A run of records
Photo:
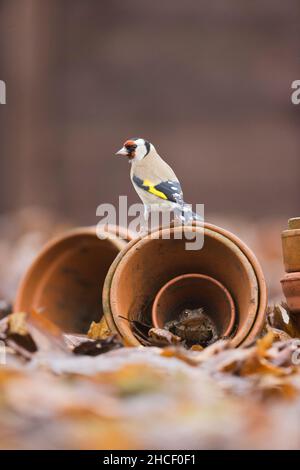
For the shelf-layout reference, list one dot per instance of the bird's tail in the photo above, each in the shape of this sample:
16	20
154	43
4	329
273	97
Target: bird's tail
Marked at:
185	214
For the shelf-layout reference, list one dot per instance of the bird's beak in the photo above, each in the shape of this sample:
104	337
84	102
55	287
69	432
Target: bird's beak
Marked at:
123	151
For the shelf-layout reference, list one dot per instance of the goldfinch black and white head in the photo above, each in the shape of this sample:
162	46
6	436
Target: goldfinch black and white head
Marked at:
135	149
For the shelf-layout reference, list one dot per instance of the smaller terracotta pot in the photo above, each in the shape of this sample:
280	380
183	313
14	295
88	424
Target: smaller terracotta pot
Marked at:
65	280
291	289
291	246
191	291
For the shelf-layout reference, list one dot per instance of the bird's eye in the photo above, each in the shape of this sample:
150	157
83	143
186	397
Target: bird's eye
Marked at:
131	148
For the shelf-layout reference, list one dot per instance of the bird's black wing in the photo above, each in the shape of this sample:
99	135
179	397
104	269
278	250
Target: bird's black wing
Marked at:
168	190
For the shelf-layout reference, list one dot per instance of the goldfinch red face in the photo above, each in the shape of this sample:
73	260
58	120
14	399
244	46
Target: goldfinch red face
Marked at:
135	149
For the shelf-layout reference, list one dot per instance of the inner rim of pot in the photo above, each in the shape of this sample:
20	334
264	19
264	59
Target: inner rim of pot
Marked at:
194	291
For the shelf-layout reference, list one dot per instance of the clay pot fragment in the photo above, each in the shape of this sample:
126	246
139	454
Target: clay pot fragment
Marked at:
147	264
64	282
291	246
291	257
291	289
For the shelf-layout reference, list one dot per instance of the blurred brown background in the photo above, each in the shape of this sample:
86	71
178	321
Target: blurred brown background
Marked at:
207	82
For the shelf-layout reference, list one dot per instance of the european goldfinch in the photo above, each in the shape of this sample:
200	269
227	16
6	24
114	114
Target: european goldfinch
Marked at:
155	181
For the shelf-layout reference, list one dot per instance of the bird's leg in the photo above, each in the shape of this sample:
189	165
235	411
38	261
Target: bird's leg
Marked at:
144	226
179	215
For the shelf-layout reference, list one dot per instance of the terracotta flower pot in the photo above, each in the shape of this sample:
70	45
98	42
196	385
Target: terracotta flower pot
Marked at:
192	291
148	263
291	246
64	282
291	289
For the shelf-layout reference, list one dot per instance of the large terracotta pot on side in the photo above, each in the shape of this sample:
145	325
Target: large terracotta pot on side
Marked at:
64	282
193	291
148	263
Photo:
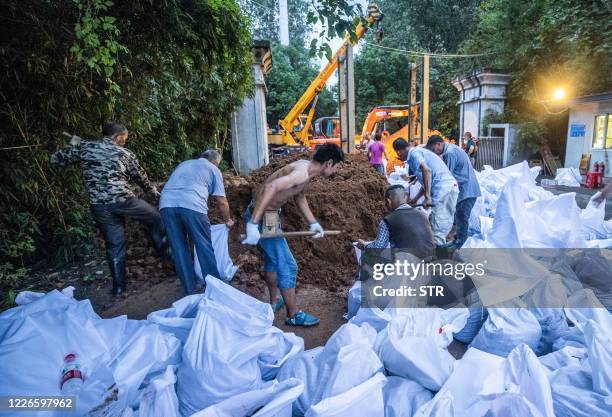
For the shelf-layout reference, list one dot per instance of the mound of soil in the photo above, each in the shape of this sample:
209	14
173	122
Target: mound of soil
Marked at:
351	201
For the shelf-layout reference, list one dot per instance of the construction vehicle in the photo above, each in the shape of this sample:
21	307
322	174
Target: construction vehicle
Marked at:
393	122
295	128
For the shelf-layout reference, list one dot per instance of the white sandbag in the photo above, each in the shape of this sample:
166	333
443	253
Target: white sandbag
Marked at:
273	399
566	356
477	316
346	361
481	382
353	365
593	269
568	177
179	318
573	395
231	331
286	346
583	306
465	383
219	235
521	374
159	399
404	397
505	329
365	399
509	404
373	316
116	355
592	218
440	406
412	346
26	297
304	367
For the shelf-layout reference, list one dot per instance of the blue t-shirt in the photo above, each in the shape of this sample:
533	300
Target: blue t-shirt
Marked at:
190	185
460	166
441	178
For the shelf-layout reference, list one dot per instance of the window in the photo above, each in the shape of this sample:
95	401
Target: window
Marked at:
602	134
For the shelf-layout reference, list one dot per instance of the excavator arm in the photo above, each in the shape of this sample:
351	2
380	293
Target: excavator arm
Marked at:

[Given instruction] Reproduce all of the records above, substituting "inventory sketch" for every occurrence of "shelf-layout reference" and keeping everything else the same. Leave the pictures out of your answer.

[Task response]
Photo:
For the inventory sketch, list one dot per instance of the bird's tail in the photo above, each in the shape of this sample:
16	20
154	43
4	329
273	97
Target: bird's tail
Marked at:
185	214
For the inventory sketch, list one dot per instance of the bird's beak in the photo above, each in the shape of this sample:
104	337
84	102
55	287
69	432
Target: bird's beak
Marked at:
123	151
For the inventory sketch, list one dot per instance of the goldfinch black and white head in the photo above, each in the shape of this sample:
162	46
6	436
Target: goldfinch black and white head
Marked at:
135	149
For the inventory sketch, list one dot per instance of the smaller terracotta pot in the photo above, each in the shape of this sample:
280	380
183	313
14	295
88	424
Target: smaller terracotta pot
Marked at:
65	280
291	289
291	246
191	291
For the inventory sketch, list one dot per instance of the bird's eye in the photo above, each in the shape of this sample:
150	157
83	143
186	397
Target: bird's eye
Marked at:
131	148
For the inventory sketch, list one dot per instance of the bird's black wing in the photo above, each in the shape of this sample:
99	135
179	397
104	269
278	250
Target: bird's black wing
Marked at:
168	190
For the inventory sketch, list one dot per instance of the goldfinch red face in the photo above, each in the shape of this sample:
73	260
58	120
14	399
244	46
Target: goldfinch red face
Marked at:
135	149
For the inventory sketch, list one dot per instance of the inner rim of pot in the photo above, each in the shape of this sample:
20	334
264	19
264	59
Target: inner rim of pot
Marked at:
194	291
For the inventory sketch, list one dot per instance of the clay pot fragment in the photo above, each in the shape of this sample:
126	246
139	454
Target: clay pot fragment
Marked at:
147	264
64	282
291	246
291	257
291	289
For the inventory sketch, list one dot per instance of the blurred brown background in the photo above, each in the shape of this sample:
86	71
178	321
Target: blurred brown background
Marked at:
207	82
For the inventory sketch, list one dot per instance of the european goldfinch in the photo above, each in the shape of this sample:
200	269
227	16
6	24
114	114
Target: european goldfinch
Marked at:
155	181
For the inventory sketch, list one dot per instance of the bird's leg in the photo above, each in the shape of this sample:
189	165
235	411
38	261
Target: bird's leg
Marked at:
144	226
179	215
For the inventory sketch, list one dot per instance of the terracotta flower pot in the photo above, each in the shape of this sample:
70	45
98	42
196	385
Target: terracotta flower pot
Marked at:
192	291
148	263
291	246
64	282
291	289
For the inventory sketch, list one dot per instance of the large terracotta pot on side in the photo above, each in the shape of this sample:
145	325
Target: large terracotta pot on side
Marked at:
64	282
193	291
148	263
Photo:
For the inventory sketch, list one dot per instance of the mound of soil in the photo above, each in the shape of this sample:
209	14
173	122
Target: mound of soil
Marked at:
351	201
For the inventory sketch, list one dot per instance of the construction vehicle in the photo above, each in the shape of this sample:
21	307
322	174
Target: construction vehicle
Marked at:
393	122
295	128
For the inventory sketch, list one dot per instance of the white sandbag in the photo above, each in the shape of this sample:
166	333
443	253
Target: white sandbag
Marked at:
273	399
566	356
477	316
346	361
481	382
353	365
593	269
568	177
179	318
573	395
231	331
286	346
583	306
465	383
219	235
521	374
159	399
404	397
505	329
365	399
509	404
373	316
116	355
592	218
440	406
412	346
26	297
304	367
For the inventory sketch, list one dot per instance of the blue t-shirt in the photo above, each in the shape of this sample:
533	300
Target: blue t-shirt
Marked at:
190	185
460	166
441	178
For the inventory sketch, list one dot per instance of the window in the photo above, each in the shape of this sample:
95	401
Target: window
Marked at:
602	134
For the inventory sketch, list one dot per instance of the excavator arm in the photo above, each in the shape of this sample:
351	2
380	293
Target: excavator arm
Marked at:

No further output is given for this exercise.